(Texto de referencia)
····················
"Hago todos los días mi "ratito" de oración: ¡si no fuera por eso!" (Camino, 106)

5 de agosto de 2021

VIRGEN DE LAS NIEVES




 Evangelio (Mt 16,13-23)


Cuando llegó Jesús a la región de Cesarea de Filipo, comenzó a preguntar a sus discípulos:


—¿Quién dicen los hombres que es el Hijo del Hombre?


Ellos respondieron:


—Unos que Juan el Bautista, otros que Elías, y otros que Jeremías o alguno de los profetas.


Él les dijo: —Y vosotros, ¿quién decís que soy yo?


Respondió Simón Pedro:


—Tú eres el Cristo, el Hijo de Dios vivo.


Jesús le respondió:


—Bienaventurado eres, Simón, hijo de Juan, porque no te ha revelado eso ni la carne ni la sangre, sino mi Padre que está en los cielos. Y yo te digo que tú eres Pedro, y sobre esta piedra edificaré mi Iglesia, y las puertas del infierno no prevalecerán contra ella. Te daré las llaves del Reino de los Cielos; y todo lo que ates sobre la tierra quedará atado en los cielos, y todo lo que desates sobre la tierra quedará desatado en los cielos.


Entonces ordenó a los discípulos que no dijeran a nadie que él era el Cristo.


Desde entonces comenzó Jesús a manifestar a sus discípulos que él debía ir a Jerusalén y padecer mucho por causa de los ancianos, de los príncipes de los sacerdotes y de los escribas, y ser llevado a la muerte y resucitar al tercer día.


Pedro, tomándolo aparte, se puso a reprenderle diciendo:


—¡Dios te libre, Señor! De ningún modo te ocurrirá eso.


Pero él se volvió hacia Pedro y le dijo:


—¡Apártate de mí, Satanás! Eres escándalo para mí, porque no sientes las cosas de Dios sino las de los hombres.
····················
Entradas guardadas
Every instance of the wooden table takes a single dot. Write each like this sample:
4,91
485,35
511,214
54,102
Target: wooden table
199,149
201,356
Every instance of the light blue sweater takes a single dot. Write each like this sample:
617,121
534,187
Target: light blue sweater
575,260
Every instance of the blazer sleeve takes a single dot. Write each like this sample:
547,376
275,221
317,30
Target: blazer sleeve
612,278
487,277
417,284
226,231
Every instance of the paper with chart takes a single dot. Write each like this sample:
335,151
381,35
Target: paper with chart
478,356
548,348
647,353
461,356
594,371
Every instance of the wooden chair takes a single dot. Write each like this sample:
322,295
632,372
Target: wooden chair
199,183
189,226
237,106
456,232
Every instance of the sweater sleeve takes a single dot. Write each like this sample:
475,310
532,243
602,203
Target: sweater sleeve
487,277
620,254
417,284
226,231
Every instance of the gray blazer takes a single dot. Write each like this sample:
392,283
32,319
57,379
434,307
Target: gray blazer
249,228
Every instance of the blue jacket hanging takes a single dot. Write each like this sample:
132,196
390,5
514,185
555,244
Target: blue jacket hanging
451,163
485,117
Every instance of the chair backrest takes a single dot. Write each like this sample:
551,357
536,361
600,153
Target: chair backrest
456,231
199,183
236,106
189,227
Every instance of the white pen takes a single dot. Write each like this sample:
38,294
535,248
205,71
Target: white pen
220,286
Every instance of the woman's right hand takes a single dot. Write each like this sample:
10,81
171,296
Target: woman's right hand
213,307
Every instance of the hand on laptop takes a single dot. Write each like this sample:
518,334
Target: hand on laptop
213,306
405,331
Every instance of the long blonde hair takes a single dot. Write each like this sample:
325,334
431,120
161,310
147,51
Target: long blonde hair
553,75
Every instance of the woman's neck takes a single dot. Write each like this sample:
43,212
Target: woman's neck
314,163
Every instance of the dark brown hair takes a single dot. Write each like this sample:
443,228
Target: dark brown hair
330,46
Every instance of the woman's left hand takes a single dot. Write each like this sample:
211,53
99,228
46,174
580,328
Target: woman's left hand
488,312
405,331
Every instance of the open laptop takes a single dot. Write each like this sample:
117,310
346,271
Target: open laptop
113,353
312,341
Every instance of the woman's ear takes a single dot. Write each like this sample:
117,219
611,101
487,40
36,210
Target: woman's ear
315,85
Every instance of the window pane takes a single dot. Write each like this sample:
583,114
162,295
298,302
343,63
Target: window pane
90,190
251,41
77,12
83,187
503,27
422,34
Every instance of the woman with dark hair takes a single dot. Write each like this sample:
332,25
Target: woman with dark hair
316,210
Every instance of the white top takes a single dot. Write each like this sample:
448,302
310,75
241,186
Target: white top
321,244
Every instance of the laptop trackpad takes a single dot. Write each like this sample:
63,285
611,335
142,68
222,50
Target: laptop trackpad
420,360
····················
(Ejercicios propuestos)
1. ¿Cómo quedaría en forma de lista breve el párrafo del evangelio que empieza «Bienaventurado eres, Simón», sin perder sus datos principales?
2. ¿Puedes transcribir del evangelio el fragmento que va desde "Pero él se volvió" hasta "de los hombres.", incluidas ambas partes?

(Respuestas por ejercicio)
1.
- Jesús llama bienaventurado a Simón, hijo de Juan, porque eso no se lo ha revelado la carne ni la sangre, sino su Padre que está en los cielos.
- Le dice que él es Pedro y que sobre esta piedra edificará su Iglesia.
- Las puertas del infierno no prevalecerán contra ella.
- Le dará las llaves del Reino de los Cielos.
- Lo que ate sobre la tierra quedará atado en los cielos, y lo que desate quedará desatado en los cielos.

2.
Pero él se volvió hacia Pedro y le dijo:


—¡Apártate de mí, Satanás! Eres escándalo para mí, porque no sientes las cosas de Dios sino las de los hombres.